> [Entries]:

━━━━━━━━━━━━━━━━

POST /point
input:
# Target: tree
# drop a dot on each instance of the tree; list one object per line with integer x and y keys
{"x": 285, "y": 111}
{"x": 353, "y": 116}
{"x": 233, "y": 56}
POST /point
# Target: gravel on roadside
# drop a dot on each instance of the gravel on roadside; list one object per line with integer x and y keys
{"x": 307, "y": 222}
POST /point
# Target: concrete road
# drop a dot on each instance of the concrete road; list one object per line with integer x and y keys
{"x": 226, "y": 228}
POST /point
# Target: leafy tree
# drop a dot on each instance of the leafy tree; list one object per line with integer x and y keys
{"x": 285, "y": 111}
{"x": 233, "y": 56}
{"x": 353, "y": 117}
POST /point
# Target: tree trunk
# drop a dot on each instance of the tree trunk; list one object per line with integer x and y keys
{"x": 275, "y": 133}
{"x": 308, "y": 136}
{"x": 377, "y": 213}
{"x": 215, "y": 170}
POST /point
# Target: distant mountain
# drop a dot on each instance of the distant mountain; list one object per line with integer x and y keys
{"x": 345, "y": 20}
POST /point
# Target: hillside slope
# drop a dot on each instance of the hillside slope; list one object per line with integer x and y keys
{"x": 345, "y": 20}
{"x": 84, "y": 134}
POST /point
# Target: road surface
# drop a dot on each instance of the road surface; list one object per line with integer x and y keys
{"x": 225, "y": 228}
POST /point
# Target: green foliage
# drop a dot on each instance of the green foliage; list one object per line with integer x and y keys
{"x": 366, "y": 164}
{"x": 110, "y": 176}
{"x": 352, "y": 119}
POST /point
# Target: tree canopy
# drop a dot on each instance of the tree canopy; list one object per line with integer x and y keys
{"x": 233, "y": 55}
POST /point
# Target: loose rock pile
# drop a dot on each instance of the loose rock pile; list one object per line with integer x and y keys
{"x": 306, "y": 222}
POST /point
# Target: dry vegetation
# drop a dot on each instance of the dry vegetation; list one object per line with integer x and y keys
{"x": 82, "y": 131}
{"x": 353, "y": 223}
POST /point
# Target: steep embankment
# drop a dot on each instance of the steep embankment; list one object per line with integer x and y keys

━━━━━━━━━━━━━━━━

> [Aim of the task]: Identify each line in the data above that contains the word "mountain" and copy those lines out in full.

> [Final result]:
# Target: distant mountain
# drop a dot on each instance of the distant mountain; list one object per line with integer x and y keys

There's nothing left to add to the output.